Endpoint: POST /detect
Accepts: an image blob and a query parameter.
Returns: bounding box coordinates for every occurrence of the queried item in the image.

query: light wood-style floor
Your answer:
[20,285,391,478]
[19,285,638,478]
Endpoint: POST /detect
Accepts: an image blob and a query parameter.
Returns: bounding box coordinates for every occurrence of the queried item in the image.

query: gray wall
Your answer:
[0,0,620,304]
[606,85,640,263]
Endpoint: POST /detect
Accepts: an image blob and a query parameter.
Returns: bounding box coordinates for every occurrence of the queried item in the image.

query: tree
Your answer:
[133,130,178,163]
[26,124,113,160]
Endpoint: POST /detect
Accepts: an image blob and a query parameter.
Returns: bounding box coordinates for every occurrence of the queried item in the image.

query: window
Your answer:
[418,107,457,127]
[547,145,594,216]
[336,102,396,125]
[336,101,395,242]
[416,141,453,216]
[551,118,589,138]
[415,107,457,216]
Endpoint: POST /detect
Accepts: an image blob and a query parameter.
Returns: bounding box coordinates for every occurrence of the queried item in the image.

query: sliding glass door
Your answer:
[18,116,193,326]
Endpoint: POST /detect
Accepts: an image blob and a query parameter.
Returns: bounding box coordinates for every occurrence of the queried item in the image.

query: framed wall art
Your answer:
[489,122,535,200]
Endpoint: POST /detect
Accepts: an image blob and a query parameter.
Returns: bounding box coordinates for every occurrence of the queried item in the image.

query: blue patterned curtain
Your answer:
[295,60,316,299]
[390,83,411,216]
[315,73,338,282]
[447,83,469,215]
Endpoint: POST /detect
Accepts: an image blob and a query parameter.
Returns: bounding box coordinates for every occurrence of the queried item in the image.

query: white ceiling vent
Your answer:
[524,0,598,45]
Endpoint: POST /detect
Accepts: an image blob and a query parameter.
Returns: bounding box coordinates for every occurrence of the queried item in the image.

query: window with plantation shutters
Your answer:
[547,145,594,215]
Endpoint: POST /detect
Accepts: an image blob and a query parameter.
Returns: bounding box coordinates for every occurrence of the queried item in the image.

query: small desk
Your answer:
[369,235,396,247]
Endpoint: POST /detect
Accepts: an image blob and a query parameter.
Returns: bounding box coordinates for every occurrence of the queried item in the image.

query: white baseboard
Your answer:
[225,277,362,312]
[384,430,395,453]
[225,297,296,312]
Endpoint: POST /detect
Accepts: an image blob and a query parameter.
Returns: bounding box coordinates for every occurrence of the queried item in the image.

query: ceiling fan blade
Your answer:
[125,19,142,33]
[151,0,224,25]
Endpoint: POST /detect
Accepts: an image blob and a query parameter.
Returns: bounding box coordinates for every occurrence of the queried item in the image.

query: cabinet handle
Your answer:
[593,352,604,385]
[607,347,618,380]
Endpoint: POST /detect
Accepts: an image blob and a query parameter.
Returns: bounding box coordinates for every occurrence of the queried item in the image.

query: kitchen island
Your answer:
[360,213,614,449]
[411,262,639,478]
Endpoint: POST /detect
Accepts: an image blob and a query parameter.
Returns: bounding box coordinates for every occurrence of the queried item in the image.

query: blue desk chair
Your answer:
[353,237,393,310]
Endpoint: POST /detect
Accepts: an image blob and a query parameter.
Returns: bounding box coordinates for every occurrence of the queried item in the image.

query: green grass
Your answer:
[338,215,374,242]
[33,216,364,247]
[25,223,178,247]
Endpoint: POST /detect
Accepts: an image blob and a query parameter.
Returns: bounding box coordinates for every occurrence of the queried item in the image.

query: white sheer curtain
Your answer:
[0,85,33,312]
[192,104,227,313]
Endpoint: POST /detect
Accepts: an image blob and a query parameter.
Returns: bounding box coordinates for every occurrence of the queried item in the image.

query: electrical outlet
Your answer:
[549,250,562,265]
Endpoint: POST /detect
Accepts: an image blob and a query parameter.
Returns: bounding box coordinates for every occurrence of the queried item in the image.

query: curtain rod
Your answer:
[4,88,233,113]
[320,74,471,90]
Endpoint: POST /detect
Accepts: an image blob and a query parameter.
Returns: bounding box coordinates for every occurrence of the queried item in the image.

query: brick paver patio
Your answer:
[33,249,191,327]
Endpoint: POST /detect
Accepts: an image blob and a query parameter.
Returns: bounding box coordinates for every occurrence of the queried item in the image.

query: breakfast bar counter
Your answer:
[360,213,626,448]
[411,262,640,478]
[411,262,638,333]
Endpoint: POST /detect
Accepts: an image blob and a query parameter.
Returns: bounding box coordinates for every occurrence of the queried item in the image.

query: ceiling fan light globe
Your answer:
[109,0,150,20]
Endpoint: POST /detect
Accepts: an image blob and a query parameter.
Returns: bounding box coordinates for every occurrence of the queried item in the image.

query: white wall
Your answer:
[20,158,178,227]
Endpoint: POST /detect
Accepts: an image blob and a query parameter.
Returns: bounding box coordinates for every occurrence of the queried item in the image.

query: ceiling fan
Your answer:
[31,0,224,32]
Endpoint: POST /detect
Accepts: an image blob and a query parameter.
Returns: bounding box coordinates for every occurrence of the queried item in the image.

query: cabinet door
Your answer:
----------
* [Aim of the task]:
Reproduce all of the data above, replacing every instance of "image blob" with "image file" and leaving everything else unchanged.

* [Exercise output]:
Endpoint: POST /detect
Accepts: an image file and a query parameter.
Returns: bounding box coordinates for every occurrence of the queried item in the image.

query: light wood-style floor
Your answer:
[20,285,391,478]
[19,285,638,478]
Endpoint: POST /detect
Accepts: an image file and a query parameter.
Returns: bounding box coordinates for every occurrence of the queried item in the image.

query: gray wall
Your answer:
[0,0,620,304]
[606,85,640,263]
Endpoint: POST /detect
Accepts: an image file and a query parameter.
Returns: bounding box coordinates for every occurrence of the queried item in the image.

query: tree
Your answer:
[133,130,178,163]
[26,124,113,160]
Endpoint: POST /detect
Accepts: an image file and a query parameter.
Returns: bounding box coordinates for every occurrence of the queried item in the image.

query: window
Your answer:
[418,107,457,127]
[547,145,594,216]
[336,102,396,125]
[336,101,395,242]
[416,141,453,216]
[551,118,589,138]
[415,107,457,216]
Endpoint: POST /detect
Accepts: an image file and a query parameter.
Returns: bounding box coordinates for every occurrence of the queried item in the image.

query: sliding glass door
Your answer:
[18,116,193,326]
Endpoint: POST /detect
Accepts: an image file and a query parameter.
Returns: bounding box coordinates for every occurrence of the queried item in the image.

query: framed wall art
Your answer:
[489,122,535,200]
Endpoint: POST /detect
Accepts: an image file and a query parameter.
Returns: bounding box coordinates for every occurrence of the queried item in the image.

query: blue patterned curtain
Your answer:
[295,60,316,299]
[390,83,411,216]
[315,73,338,282]
[447,83,469,215]
Endpoint: POST /detect
Accepts: an image file and a query parameter.
Returns: bounding box coordinates for every occurrence of the queried item in the image.

query: white ceiling vent
Your answer:
[524,0,598,45]
Endpoint: POST /detect
Accepts: an image file and a query parameter.
Returns: bounding box coordinates for every occurrence of the queried item in the image.

query: window with plantation shutters
Your answer:
[547,145,594,215]
Endpoint: POST /detect
Accepts: an image file and a query parameter.
Returns: bounding box coordinates for every occurrence of the queried item in the image.

query: small desk
Your answer:
[369,235,396,247]
Endpoint: POST /detect
Accepts: an image file and a query parameter.
Returns: bounding box coordinates for every occurrence of the queried item in the image.

query: white baseboard
Your answer:
[225,277,362,312]
[384,430,395,453]
[225,297,296,312]
Endpoint: POST /detect
Accepts: an image file and a query parameter.
Returns: bounding box coordinates for every occurrence of the queried item in the image.

query: ceiling fan blade
Your answer:
[125,19,142,33]
[151,0,224,25]
Endpoint: POST /detect
Accepts: an image file and a query parameter.
Returns: bounding box coordinates for every occurrence of the queried item in the image.

query: cabinet handle
Your answer:
[593,352,604,385]
[607,347,618,380]
Endpoint: POST /detect
Accepts: an image file and a query parameter.
Returns: bounding box coordinates for every occurrence of the queried item in the image.

query: kitchen island
Your answer:
[360,213,614,449]
[411,262,639,478]
Endpoint: POST /detect
Accepts: an image file and a query parameter.
Returns: bounding box coordinates for every occurrence of the queried item in the image.

query: blue desk chair
Your answer:
[353,237,393,310]
Endpoint: POST /detect
Accepts: an image file and a query parameter.
Returns: bounding box coordinates for every occurrence of the queried item in the image.

query: green grass
Your answer:
[338,215,374,242]
[33,216,364,247]
[25,223,178,247]
Endpoint: POST /detect
Accepts: an image file and a query parameter.
Returns: bounding box coordinates for every occurrence of the queried item in the image.

query: white sheer curtain
Your answer:
[0,85,33,312]
[192,104,227,313]
Endpoint: POST /detect
Accepts: an image file and a query parameter.
Returns: bounding box coordinates for every occurrence of the queried item in the image.

query: electrical outlet
Your answer:
[549,250,562,265]
Endpoint: POST /detect
Accepts: an image file and a query parameter.
Returns: bounding box coordinates for every occurrence of the queried item in the image.

query: curtain rod
Your answer:
[4,88,233,113]
[320,74,471,90]
Endpoint: POST /detect
Accepts: an image file and a query parameter.
Returns: bounding box coordinates for every occurrence of the queried item in the image.

query: brick paver patio
Your answer:
[33,249,191,327]
Endpoint: POST /detect
Accepts: an image file and a query parameter.
Returns: bounding box coordinates for every occurrence of the queried item in the image.

query: breakfast bar counter
Your answer:
[360,213,626,448]
[411,262,640,478]
[411,262,638,333]
Endpoint: POST /detect
Accepts: an image file and a query parameter.
Returns: bounding box coordinates for every occurrence of the queried item in the image.

query: ceiling fan light globe
Your answer:
[109,0,150,20]
Endpoint: POST /detect
Accepts: an image file and a query parameter.
Returns: bounding box coordinates for every occurrence of the queried item in the image.

query: white wall
Your answer:
[20,158,178,227]
Endpoint: POST /detect
Accepts: an image file and a query parameter.
Returns: bounding box coordinates for every occurrence of the queried item in the image.

query: ceiling fan
Your answer:
[31,0,224,32]
Endpoint: POST /detect
Accepts: an image file and a query parameter.
Returns: bounding box coordinates for every occurrence of the queried item in the image.

query: cabinet door
Your answer:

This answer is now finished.